TASK INSTRUCTIONS
Please restate each entry exactly, without skipping any.

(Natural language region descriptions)
========================================

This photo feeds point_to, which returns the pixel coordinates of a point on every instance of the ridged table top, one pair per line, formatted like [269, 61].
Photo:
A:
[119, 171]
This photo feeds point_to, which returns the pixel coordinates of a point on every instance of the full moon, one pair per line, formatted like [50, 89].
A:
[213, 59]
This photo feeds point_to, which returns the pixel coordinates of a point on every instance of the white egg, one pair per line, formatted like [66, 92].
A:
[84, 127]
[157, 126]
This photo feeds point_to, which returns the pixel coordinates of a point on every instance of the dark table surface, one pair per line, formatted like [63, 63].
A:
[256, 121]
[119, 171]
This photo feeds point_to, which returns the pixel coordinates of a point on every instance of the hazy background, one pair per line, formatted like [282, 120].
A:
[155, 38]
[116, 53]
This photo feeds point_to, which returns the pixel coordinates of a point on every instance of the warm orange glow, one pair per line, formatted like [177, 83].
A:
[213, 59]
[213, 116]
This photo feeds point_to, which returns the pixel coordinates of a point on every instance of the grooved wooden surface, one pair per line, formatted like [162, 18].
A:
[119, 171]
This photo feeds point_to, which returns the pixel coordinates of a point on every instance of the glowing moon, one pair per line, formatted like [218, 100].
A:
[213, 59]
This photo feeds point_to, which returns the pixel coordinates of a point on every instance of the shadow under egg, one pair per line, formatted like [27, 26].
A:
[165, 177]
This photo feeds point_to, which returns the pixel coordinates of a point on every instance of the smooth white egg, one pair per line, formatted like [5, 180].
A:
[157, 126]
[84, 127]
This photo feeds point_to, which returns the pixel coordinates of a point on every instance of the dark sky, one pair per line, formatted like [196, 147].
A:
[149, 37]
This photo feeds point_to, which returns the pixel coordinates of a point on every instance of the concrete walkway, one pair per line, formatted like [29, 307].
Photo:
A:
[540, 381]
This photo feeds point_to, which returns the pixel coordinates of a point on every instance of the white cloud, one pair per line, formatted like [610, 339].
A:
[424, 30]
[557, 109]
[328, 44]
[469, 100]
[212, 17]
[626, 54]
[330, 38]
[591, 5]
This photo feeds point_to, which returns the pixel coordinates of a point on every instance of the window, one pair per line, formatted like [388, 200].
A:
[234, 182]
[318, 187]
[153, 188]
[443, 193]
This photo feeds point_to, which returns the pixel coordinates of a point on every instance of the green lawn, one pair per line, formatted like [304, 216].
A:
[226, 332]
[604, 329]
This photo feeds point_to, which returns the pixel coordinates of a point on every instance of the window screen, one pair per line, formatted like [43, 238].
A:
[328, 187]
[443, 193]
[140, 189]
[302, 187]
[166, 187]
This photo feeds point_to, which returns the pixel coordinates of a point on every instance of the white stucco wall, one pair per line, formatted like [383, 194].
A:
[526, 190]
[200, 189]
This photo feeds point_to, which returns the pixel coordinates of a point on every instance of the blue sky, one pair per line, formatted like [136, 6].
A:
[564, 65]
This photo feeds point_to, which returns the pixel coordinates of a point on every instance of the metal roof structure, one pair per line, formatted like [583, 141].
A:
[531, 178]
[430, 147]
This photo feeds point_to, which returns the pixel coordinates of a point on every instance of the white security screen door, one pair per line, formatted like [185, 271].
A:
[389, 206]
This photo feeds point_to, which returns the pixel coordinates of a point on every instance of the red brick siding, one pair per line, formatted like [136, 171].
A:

========================================

EXPECTED ANSWER
This photo feeds point_to, which returns the pixel coordinates of a point on every instance of the ridged table top, one pair per line, formatted like [269, 61].
Photo:
A:
[119, 171]
This photo feeds point_to, which returns the pixel coordinates of a point on every instance of the full moon, one pair per line, formatted like [50, 89].
A:
[213, 59]
This photo feeds point_to, which returns the pixel coordinates of a point on every instance of the white egg, one pair per line, formatted like [66, 92].
A:
[84, 127]
[157, 126]
This photo feeds point_to, which returns the pixel coordinates of a point on every instance of the dark table surface, one pair per line, formatted like [63, 63].
A:
[256, 121]
[119, 171]
This photo feeds point_to, which returns the pixel coordinates of a point on every instance of the hazy background, one pair per line, formatted like [282, 120].
A:
[155, 38]
[116, 53]
This photo feeds point_to, which returns the pixel coordinates of a point on every instance of the warm orange glow, one pair per line, formatted like [177, 83].
A:
[213, 59]
[213, 116]
This photo feeds point_to, which returns the pixel coordinates of a point on every instance of the grooved wooden surface, one pair per line, formatted like [162, 18].
A:
[119, 171]
This photo feeds point_to, which returns the pixel coordinates of a point on every instance of the glowing moon, one pair per line, formatted like [218, 100].
A:
[213, 59]
This photo feeds point_to, which returns the pixel coordinates of a point on every instance of the shadow under egg, one pair per line, formatted like [27, 26].
A:
[165, 177]
This photo feeds point_to, which returns the pixel coordinates of a point on every instance of the smooth white egg, one pair per line, formatted like [5, 180].
A:
[157, 126]
[84, 127]
This photo feeds point_to, which returns the pixel coordinates of a point on every instance of the dark sky, one pair per line, formatted like [196, 147].
A:
[149, 37]
This photo feeds point_to, which returns the pixel coordinates of a point on every instance of the concrete walkway, one pair per line, formatted like [29, 307].
Photo:
A:
[540, 381]
This photo feeds point_to, which returns the pixel coordinates of a point on every instance of the white cloud, one pair per line, formatted like [610, 339].
A:
[424, 30]
[557, 109]
[328, 44]
[469, 100]
[212, 17]
[626, 54]
[330, 38]
[591, 5]
This photo feeds point_to, which returns the pixel coordinates of a point on every instance of the window, one pair per line, formatted like [388, 200].
A:
[234, 182]
[318, 187]
[153, 188]
[443, 193]
This photo feeds point_to, which returns the pixel coordinates of a point on every instance of the green lawn, one pair per line, formatted like [304, 216].
A:
[226, 332]
[604, 329]
This photo feeds point_to, which returns the pixel coordinates of a point on every instance of the window screen, one pair per line, formatted like [43, 238].
A:
[328, 187]
[443, 193]
[140, 189]
[302, 187]
[166, 187]
This photo feeds point_to, which returns the pixel coordinates of a point on every instance of the white stucco wall, one pair per line, formatted like [383, 194].
A:
[526, 190]
[200, 189]
This photo feeds point_to, which returns the pixel coordinates of a point on every instance of the blue sky, one pair per line, formatted like [136, 6].
A:
[564, 65]
This photo feeds point_to, which returns the pixel coordinates of a point on every instance of the metal roof structure, one pair per line, formatted like [583, 141].
A:
[531, 178]
[430, 147]
This photo feeds point_to, which returns the pixel coordinates of a point on every instance of the white security screen door, one pair per line, formatted like [185, 271].
A:
[389, 206]
This photo feeds point_to, which returns the pixel coordinates of a point on every instance of the red brick siding, one pair per line, formatted like [136, 171].
A:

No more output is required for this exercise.